(MATERIAL SUPPLIED Opens)
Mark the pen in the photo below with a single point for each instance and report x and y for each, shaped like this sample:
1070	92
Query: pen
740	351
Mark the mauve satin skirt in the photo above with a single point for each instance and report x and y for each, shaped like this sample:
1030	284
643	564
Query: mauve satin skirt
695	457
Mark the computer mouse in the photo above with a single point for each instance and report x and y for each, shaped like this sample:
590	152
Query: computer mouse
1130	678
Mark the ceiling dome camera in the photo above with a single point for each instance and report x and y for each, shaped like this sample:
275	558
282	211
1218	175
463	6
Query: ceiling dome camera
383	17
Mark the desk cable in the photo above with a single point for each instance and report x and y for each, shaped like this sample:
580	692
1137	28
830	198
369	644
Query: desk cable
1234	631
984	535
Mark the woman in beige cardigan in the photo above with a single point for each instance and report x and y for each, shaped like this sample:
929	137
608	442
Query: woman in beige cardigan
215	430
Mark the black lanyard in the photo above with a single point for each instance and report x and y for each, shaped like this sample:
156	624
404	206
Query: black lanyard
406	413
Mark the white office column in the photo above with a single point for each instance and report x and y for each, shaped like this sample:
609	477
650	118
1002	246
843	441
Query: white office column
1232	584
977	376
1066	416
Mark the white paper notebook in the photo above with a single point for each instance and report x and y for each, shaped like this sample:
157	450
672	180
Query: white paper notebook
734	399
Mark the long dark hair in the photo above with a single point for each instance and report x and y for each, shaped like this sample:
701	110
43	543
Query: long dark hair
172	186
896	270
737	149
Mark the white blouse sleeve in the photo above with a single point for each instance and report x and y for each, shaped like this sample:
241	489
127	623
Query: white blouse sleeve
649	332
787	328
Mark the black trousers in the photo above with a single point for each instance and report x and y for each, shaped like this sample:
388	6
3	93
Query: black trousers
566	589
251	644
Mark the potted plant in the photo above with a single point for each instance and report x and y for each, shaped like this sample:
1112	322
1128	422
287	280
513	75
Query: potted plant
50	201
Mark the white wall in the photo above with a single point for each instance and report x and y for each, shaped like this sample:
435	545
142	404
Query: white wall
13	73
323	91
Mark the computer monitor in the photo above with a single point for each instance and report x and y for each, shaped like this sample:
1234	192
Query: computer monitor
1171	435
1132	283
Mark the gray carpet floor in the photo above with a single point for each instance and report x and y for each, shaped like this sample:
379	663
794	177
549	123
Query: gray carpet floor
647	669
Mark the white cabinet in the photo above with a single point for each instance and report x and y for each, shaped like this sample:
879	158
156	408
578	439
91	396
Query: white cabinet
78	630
(MATERIAL SUPPLIED Closes)
*EXERCISE INSTRUCTIONS*
From top to bottom, please output the material exactly.

*EXPECTED OUTPUT*
Mark the pen in the photo below with a single point for each instance and report x and y for each, shaped like this sample:
1070	92
Query: pen
740	351
Mark the mauve satin skirt in the photo above with a single point for each instance and report x and y for each, shaped like this sample:
1030	284
643	564
Query: mauve satin skirt
695	457
Mark the computer mouse in the photo above with a single point for each instance and report x and y for each, shaped like this sample:
590	152
Query: computer mouse
1130	678
Mark the ceiling dome camera in the photo above with a single point for each instance and report x and y for each, shaped like this sample:
275	558
282	211
1218	175
463	6
Query: ceiling dome camera
383	17
Mark the desk cable in the photo above with a single point for each instance and report x and y for each, shaped like this sample:
580	692
1137	28
830	198
369	644
Query: desk cable
1234	631
984	535
Mark the woman in beige cardigan in the photo above with a single point for each instance and report x and y for each, shaped like this sample:
929	137
608	442
Query: woman in beige cardigan
215	430
Mark the black lanyard in the photo above with a single point for each instance and report x and y for each, shaped like this sample:
156	624
404	206
Query: black lanyard
406	413
Mark the white office column in the photo above with a single point for each instance and report x and y for each, shaped like this sample:
609	477
650	118
1002	246
843	441
Query: white office column
1232	584
977	376
1066	416
Mark the white paper notebook in the photo above with a single point for each instance and report x and y for each, shaped like this sample:
157	450
672	180
Query: white paper notebook
734	399
Mark the long dark hair in the photo above with a single point for each instance and report x and y for each, shaped like this sample:
701	110
43	543
Query: long dark hair
172	186
896	270
737	149
Mark the white blouse sleeve in the photo above with a single point for each instance and report x and y for each, shaped like this sample:
241	489
127	623
Query: white blouse sleeve
649	332
787	328
Mark the black trousers in the photo above with a single point for each instance and report x and y for each, shaped like this sample:
388	6
3	93
Query: black trousers
566	589
251	644
Mark the potted plant in the photo above with a single point for each instance and report x and y for each, shaped like this sample:
1112	322
1128	422
287	280
513	75
Query: potted plant
50	201
Mark the white wall in the photo above with a single point for each instance and report x and y for each, shaped like this sample:
435	545
142	404
Query: white wall
13	73
323	91
Mark the computer monitor in the photo above with a single point for each instance and report x and y for each, shaped like this sample:
1234	192
Query: computer monitor
1171	435
1132	283
Mark the gray carpet floor in the photo above with a single point for each instance and report x and y for each, shaped like this sample:
379	663
794	177
549	123
Query: gray carpet floor
647	669
Mark the white cabinet in the photo above with a single point for each instance and report x and y for each, shaped like this sample:
879	158
156	408
578	439
91	396
Query: white cabinet
78	630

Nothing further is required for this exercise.